#### Text:
Right. Let's go flip back in Ecclesiastes, because you're at the end there. Let's flip back to Ecclesiastes 3:14. Ecclesiastes 3:14. The lesson here, if we want to sum this up, is that God is forever. God is forever. He's eternal. That's the lesson that we're going to get in here.
Ecclesiastes 3:14, “I know that everything, that whatever God does, it shall be forever. Nothing can be added to it and nothing taken from it. God does it that men should fear before Him.”
He says God does these great and amazing things so that people will be in awe of what He is and of what He can do and of what He is doing. I want you to consider this, we have a lineup here. Let's consider this line, the history of the universe. Let's just hypothetically say that the history of the universe is about 14 billion years. We have a good article on ucg.org called “In Defense of an Ancient Universe.” Talks about how these sort of ancient measurements of the universe that we observe from light that's floating around out there, and electromagnetic radiation, these things aren't at odds with the Bible.
So, let's imagine, because we have a hard time imagining forever, right? Eternity, it's there. We'll see that, it's kind of there in our hearts, but we have a hard time imagining forever. So, let's just limit eternity down to 14 billion years for the moment, just for the sake of argument. Okay. So, in Genesis 1:1, we have the creation of the universe, right? In the beginning, God created the heaven and the Earth. And then at the other end of this line is right now, this moment. Genesis 1:26, God creates man. Somewhere there at verse 2, it looks like something went awry and the world became void without form. Something happened, right? Something bad happened. And God recreated and He created man. Where on this timeline do you think that happened? Just put it in your mind. Just imagine. Where did that happen? Are you ready? Here it is. There it is. It's actually right on top of right now because one pixel going the other way was too far. Was actually too far.

#### Stored data:
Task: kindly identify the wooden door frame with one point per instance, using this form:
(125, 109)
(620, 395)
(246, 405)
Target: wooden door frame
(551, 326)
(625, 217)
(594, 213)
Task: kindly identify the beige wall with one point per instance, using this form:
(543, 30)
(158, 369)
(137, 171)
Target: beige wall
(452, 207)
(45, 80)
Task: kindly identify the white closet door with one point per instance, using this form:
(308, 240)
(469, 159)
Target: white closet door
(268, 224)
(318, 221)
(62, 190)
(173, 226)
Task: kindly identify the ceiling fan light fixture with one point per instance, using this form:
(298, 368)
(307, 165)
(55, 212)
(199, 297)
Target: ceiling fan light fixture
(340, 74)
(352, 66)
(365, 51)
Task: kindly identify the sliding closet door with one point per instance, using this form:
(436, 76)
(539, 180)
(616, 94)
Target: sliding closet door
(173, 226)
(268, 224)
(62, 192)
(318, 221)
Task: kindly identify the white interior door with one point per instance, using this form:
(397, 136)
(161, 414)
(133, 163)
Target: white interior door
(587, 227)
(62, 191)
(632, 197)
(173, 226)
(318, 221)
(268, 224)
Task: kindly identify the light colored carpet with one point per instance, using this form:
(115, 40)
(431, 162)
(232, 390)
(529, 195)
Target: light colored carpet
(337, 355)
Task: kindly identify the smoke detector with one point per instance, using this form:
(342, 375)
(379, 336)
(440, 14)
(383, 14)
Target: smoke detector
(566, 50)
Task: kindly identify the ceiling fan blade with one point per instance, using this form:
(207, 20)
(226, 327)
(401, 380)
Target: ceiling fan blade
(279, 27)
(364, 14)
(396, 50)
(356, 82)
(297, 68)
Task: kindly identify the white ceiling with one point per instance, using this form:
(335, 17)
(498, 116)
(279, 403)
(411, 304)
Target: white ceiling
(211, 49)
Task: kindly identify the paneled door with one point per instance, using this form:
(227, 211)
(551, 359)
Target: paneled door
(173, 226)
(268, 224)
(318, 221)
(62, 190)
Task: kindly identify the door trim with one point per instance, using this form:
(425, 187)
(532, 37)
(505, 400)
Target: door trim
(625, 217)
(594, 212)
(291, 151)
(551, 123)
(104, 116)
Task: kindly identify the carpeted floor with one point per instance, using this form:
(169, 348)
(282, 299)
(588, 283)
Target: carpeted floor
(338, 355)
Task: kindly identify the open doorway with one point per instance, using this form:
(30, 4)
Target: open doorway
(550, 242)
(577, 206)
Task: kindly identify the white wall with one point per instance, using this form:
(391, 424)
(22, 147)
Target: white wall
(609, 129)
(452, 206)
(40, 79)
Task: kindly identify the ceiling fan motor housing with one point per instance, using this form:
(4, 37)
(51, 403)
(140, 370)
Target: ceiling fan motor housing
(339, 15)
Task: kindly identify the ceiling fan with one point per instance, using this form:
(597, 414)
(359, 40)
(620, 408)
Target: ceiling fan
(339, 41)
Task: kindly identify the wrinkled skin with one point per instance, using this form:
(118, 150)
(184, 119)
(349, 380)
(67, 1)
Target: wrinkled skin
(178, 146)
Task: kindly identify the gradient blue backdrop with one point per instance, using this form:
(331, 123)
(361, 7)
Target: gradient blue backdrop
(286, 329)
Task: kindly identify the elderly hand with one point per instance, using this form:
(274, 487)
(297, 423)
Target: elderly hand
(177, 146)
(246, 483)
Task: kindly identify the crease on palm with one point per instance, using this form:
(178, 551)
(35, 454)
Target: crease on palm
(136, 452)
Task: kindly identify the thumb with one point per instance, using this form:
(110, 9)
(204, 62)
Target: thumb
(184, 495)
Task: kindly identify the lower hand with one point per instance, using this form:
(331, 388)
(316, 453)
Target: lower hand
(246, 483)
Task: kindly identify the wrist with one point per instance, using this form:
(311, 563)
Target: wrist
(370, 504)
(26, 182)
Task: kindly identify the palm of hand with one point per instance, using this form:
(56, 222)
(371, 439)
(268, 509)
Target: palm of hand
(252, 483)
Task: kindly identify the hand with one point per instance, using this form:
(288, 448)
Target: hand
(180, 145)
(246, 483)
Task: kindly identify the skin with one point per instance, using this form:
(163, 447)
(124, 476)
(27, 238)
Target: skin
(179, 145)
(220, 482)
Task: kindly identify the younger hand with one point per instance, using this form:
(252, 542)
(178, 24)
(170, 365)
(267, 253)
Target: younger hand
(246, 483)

#### Task prompt:
Please quote the stretch of the sermon text from "He says God" through "with the Bible." word for word.

#### Answer to the exercise:
He says God does these great and amazing things so that people will be in awe of what He is and of what He can do and of what He is doing. I want you to consider this, we have a lineup here. Let's consider this line, the history of the universe. Let's just hypothetically say that the history of the universe is about 14 billion years. We have a good article on ucg.org called “In Defense of an Ancient Universe.” Talks about how these sort of ancient measurements of the universe that we observe from light that's floating around out there, and electromagnetic radiation, these things aren't at odds with the Bible.